**Things to do:**
1. Which television show is James Lileks quoted talking about in the archive page?
2. Which lines of the entries contain the string "white", matching its case exactly? Copy out each such line in full.

**Supplied text:**
○ ○ ○ ○

The World O' Crap Archive

Welcome to the Collected World O' Crap, a comprehensive library of posts from the original Salon Blog, and our successor site, world-o-crap.com (2006 to 2010).

Current posts can be found here.

Friday, December 31, 2010

February 19, 2004 by s.z.



Do You Remember The Ep Where a Tipsy Laura Punched Out the Capable Mother For Giving Richie Dance Lessons?

James Lileks talks about "The Dick Van Dyke Show":
hated Richie, simply because he was a bad actor. He might have been the worst child actor ever. And his place in the show was rather uncertain – you had the suspicion that Rob and Laura hit the sauce at night, and around eleven they’d look at each other with a blurry realization that they had a kid somewhere, didn’t they? Coulda swore we hadda kid. Whassis name again? Then they passed out. The next day they wake up and find out the kid's wandered off, and they must have really tied one on last night because Rob got to do that thing with the superglue he kept begging to try 

Did that make you imagine  THESE people playing Rob and Laura?

○ ○ ○ ○

[Extracted records]
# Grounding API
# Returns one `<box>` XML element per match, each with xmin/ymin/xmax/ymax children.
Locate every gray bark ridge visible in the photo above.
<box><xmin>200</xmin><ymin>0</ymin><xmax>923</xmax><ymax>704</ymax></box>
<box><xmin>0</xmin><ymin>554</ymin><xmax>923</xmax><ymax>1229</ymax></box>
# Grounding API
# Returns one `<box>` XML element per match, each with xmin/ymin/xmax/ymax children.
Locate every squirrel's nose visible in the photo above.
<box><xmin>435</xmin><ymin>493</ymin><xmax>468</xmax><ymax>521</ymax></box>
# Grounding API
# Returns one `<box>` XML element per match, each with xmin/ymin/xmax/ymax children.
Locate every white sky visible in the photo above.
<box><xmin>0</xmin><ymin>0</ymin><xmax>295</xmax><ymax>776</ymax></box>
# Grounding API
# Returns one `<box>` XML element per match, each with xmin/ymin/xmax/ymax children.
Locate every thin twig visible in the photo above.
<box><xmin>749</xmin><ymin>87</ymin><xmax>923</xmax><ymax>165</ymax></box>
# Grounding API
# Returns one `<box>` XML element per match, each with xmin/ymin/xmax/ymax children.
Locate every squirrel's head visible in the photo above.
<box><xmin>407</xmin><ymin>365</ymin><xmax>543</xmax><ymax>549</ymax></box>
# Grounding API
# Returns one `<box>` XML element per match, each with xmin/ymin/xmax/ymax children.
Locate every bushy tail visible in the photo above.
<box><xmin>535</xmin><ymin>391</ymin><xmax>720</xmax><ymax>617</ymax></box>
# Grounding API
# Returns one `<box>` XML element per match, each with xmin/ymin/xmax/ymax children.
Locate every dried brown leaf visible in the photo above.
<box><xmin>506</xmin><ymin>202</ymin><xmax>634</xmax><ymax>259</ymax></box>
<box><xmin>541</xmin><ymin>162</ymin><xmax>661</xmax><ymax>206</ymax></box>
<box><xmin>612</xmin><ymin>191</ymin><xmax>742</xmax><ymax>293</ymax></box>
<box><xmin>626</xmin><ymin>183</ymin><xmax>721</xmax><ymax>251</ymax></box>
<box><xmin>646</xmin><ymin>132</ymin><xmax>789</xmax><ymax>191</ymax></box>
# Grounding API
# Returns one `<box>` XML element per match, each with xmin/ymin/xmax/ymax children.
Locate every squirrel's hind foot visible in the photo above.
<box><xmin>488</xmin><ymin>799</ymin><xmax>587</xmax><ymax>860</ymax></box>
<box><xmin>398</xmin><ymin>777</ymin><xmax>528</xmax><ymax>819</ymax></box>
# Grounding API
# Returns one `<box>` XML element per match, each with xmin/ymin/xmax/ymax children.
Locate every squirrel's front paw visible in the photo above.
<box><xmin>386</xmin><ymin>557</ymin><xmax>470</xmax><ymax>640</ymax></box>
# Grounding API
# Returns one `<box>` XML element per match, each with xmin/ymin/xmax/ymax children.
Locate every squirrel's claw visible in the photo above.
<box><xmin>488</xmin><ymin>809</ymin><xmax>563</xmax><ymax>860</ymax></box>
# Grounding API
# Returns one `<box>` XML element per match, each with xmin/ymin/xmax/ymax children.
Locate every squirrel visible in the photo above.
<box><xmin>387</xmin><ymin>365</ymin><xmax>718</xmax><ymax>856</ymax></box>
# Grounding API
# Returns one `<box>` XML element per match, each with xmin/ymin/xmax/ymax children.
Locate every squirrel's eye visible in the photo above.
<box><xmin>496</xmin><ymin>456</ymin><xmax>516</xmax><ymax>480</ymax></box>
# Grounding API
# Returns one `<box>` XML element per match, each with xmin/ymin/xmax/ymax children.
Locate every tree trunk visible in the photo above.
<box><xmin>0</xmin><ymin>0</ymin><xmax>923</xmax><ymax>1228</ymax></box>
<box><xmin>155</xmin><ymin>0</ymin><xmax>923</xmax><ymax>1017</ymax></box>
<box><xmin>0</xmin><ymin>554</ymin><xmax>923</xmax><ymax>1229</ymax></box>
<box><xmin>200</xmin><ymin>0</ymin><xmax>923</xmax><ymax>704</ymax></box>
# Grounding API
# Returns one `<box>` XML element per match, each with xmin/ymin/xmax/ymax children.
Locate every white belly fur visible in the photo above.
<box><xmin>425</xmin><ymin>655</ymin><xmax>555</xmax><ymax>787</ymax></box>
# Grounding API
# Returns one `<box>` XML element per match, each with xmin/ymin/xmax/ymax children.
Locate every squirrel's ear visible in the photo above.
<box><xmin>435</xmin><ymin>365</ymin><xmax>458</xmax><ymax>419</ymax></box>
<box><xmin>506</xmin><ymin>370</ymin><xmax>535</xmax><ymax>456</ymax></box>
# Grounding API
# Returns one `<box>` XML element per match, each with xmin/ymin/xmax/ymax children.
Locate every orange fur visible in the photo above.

○ ○ ○ ○

**Outputs:**
1. "The Dick Van Dyke Show"

2.
Locate every white sky visible in the photo above.
Locate every white belly fur visible in the photo above.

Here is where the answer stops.